Document passage:
══════════════════════════════

3-D Vision Gets Real

Next-generation technology sees and interacts in three dimensions.

Ron Buck, Tyzx Inc.

Many classes of commercial and consumer products would benefit from the ability to visually sense their environment and react to what is happening in real time. These products would have to operate in dynamic, variably lit real-world environments. Robust sensing would require accurate visual analysis, which often entails three-dimensional data and high frame rates with low latency. In addition, the sensing system would have to be compact and low-cost, with low power demands. Although these requirements seem challenging, new technology is enabling affordable embedded products that see and interact with the world in three dimensions.

One application of visual sensing is a distributed person-tracking system that uses networks of smart sensors mounted on walls and ceilings. Electroland of Los Angeles — a creator of comprehensive and multidisciplinary urban projects and scenarios — has produced for Target Corp. an interactive installation in the new observation deck of Rockefeller Center in New York (Figure 1).

Figure 1. The walls and ceiling of the Electroland Target breezeway are lined with an electronic “intelligent skin” composed of more than 24,000 LEDs behind translucent white glass, creating intense RGB light effects. Electroland software, integrated with the Tyzx technology, can modulate patterns depending on the number of visitors, the time of day and the level of activity in the room.

People entering the space are assigned a “personality” and an individualized light pattern follows them around the space. The participants can influence and change the illuminated patterns in the room simply by moving around and by making various gestures.

The exhibit uses a 3-D vision system that can track up to thirty visitors with high accuracy and a very low error rate. This allows for precision down to 4 cm in translating individual motions into an engaging interactive experience. Person-tracking with a 3-D stereo camera can provide the location and movement of each individual precisely, even in a crowded environment. Although this particular application is primarily for entertainment, the same technology also is being tested for homeland security and other surveillance and defense-related applications.

══════════════════════════════

Data shown:
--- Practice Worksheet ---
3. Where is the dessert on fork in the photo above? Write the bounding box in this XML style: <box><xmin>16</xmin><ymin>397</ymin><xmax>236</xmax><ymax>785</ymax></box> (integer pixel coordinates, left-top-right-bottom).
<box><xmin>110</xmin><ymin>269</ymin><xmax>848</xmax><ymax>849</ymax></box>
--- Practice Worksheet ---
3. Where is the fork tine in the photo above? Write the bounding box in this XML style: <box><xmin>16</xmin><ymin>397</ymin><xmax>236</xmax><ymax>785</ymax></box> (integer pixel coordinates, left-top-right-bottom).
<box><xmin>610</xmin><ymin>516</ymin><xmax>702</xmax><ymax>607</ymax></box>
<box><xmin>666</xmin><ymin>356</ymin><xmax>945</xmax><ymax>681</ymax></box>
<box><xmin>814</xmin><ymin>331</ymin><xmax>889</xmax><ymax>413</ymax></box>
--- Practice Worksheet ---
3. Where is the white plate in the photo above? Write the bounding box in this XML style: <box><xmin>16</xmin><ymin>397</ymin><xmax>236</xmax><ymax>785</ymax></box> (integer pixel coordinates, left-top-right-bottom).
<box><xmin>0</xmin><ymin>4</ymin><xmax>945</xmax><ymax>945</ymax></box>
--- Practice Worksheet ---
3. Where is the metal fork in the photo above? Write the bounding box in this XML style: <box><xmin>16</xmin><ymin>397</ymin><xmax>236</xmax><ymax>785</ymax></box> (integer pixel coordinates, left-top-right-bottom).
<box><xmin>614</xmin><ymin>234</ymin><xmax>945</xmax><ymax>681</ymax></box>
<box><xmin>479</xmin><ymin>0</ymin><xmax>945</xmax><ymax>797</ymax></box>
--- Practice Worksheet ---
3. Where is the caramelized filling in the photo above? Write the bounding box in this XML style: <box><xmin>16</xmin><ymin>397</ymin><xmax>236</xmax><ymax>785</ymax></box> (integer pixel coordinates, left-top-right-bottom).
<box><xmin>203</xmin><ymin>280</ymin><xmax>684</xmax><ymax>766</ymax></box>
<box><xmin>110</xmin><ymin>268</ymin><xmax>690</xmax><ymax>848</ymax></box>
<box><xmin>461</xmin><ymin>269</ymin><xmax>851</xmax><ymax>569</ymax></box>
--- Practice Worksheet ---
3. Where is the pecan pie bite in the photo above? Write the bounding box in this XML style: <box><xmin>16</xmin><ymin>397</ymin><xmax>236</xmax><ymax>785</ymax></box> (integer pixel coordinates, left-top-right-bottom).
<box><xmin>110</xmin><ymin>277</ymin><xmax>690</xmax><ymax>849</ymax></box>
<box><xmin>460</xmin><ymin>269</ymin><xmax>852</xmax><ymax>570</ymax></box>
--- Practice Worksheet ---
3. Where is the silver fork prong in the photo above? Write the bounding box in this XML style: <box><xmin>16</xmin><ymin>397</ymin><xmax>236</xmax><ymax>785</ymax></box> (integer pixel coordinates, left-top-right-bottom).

══════════════════════════════

Exercise instructions:
(A) Repeat the stretch of the 3-D vision article from "People entering the" through "making various gestures.".
(B) Answer these questions using the 3-D vision article:
(i) How many LEDs make up the "intelligent skin" lining the breezeway walls and ceiling?
(ii) Up to how many visitors can the exhibit's 3-D vision system track?
(iii) To what precision can individual motions be translated?

Answers for the exercise:
(A)
People entering the space are assigned a “personality” and an individualized light pattern follows them around the space. The participants can influence and change the illuminated patterns in the room simply by moving around and by making various gestures.

(B)
(i) More than 24,000
(ii) Thirty
(iii) Down to 4 cm